** Exercise prompt **
In the passage on Viswa Brahmin Diwas, copy out the stretch from "Annual event for" through "heritage of India.", replacing "symbolises" with "represents".

** Reading passage **
★ ★ ★ ★

- Nickname: Brahman Gaurav Diwas
- Date: 1 June
- Frequency: Annually
- Country: International
- Inaugurated: 1 June 2021
- Participants: Brahmins community
- Leader: Acharya Chanakya

= Viswa Brahmin Diwas =

Annual event for the unity of Brahmin community

Viswa Brahmin Diwas is a Hindu celebration to commemorate the pride of Brahmin communities in the Hindu tradition. The translation of Viswa Brahmin Diwas is World Brahmin Day. It is celebrated on the occasion of the birth anniversary of the Indian philosopher cum diplomat Acharya Chanakya.

The celebration of the Viswa Brahmin Diwas symbolises the honouring the legacy of spiritual seekers, knowledge-bearers, and cultural custodians in the Indian subcontinent. They are considered as architects who have shaped the moral and intellectual fabric of the subcontinent. The celebration is seen as a tribute to the spiritual heritage of India.

== Background ==
In 2021, the Brahmin community organizations all over the world decided to celebrate the birth anniversary of Acharya Chanakya on the 1st June every year in the name of "Vishwa Brahman Diwas" to remember the contributions of the Brahmin community. The actual birth date of Acharya Chanakya is unknown so all the Brahmin organizations decided to organise Chanakya Janmotsav on 1 June as his symbolic birth anniversary. Acharya Chanakya is considered as the pride and ideal of Brahmin communities. He was an accomplished politician, diplomat and strategist as well as the author of Indian text Arthashastra. He is also called Kautilya because of his deep understanding of various subjects.

== Observances ==
On this day, the Brahmin community pays homage to their ancestors in their respective homes and remembers the Sanatana Culture and its importance and takes pledge that to maintain the ideals and greatness of the Sanatana Culture. Besides that, Parshuram Chalisa, Havan Yajna and Deepmala are performed in the houses of Brahmin families. Similarly, Hanuman Chalisa is recited collectively at community places.

Various Brahmin organizations on this day organize discussions on the policies of Acharya Chanakya, uniting the disintegrating India, saving humanity and ensuring welfare of all sections of society. Similarly, books of Chanakya Niti is gifted and distributed among respected personalities of the society. Some temples organize huge Mahabhandaras, in which devotees from other classes besides Brahmins receive offerings. Some people also celebrate International Brahmin Day by cutting a cake. Similarly some Brahmin organizations celebrate the day by organizing blood donations at hospitals or community health centres.

★ ★ ★ ★

** Material supplied **

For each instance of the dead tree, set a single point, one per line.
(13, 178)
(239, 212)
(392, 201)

★ ★ ★ ★

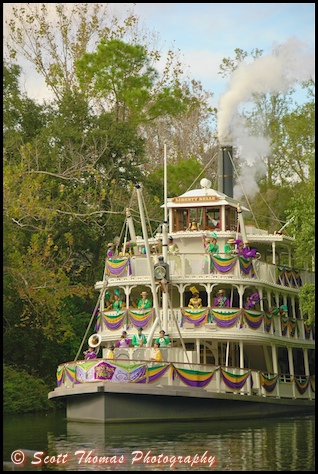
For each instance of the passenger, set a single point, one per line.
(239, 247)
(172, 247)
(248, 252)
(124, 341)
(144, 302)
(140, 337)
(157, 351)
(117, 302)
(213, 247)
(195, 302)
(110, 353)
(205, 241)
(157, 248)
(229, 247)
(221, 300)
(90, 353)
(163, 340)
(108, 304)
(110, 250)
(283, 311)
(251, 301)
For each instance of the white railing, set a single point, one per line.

★ ★ ★ ★

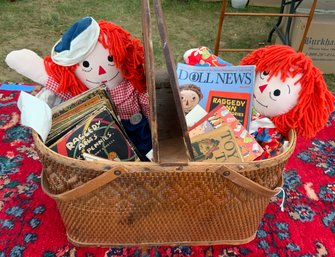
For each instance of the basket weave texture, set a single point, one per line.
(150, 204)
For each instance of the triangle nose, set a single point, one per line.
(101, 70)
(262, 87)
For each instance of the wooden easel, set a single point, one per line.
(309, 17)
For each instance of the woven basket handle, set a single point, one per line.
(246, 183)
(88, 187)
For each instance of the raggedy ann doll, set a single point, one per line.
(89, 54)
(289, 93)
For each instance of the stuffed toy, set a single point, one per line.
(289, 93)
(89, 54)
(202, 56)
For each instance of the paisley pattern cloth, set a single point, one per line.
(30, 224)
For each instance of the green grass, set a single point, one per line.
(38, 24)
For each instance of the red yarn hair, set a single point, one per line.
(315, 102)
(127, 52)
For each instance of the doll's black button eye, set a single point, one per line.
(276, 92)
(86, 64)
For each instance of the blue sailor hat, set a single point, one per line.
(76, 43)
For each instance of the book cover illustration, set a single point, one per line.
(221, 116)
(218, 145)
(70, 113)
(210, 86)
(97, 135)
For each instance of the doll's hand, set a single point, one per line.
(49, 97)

★ ★ ★ ★

** Written answer **
Annual event for the unity of Brahmin community

Viswa Brahmin Diwas is a Hindu celebration to commemorate the pride of Brahmin communities in the Hindu tradition. The translation of Viswa Brahmin Diwas is World Brahmin Day. It is celebrated on the occasion of the birth anniversary of the Indian philosopher cum diplomat Acharya Chanakya.

The celebration of the Viswa Brahmin Diwas represents the honouring the legacy of spiritual seekers, knowledge-bearers, and cultural custodians in the Indian subcontinent. They are considered as architects who have shaped the moral and intellectual fabric of the subcontinent. The celebration is seen as a tribute to the spiritual heritage of India.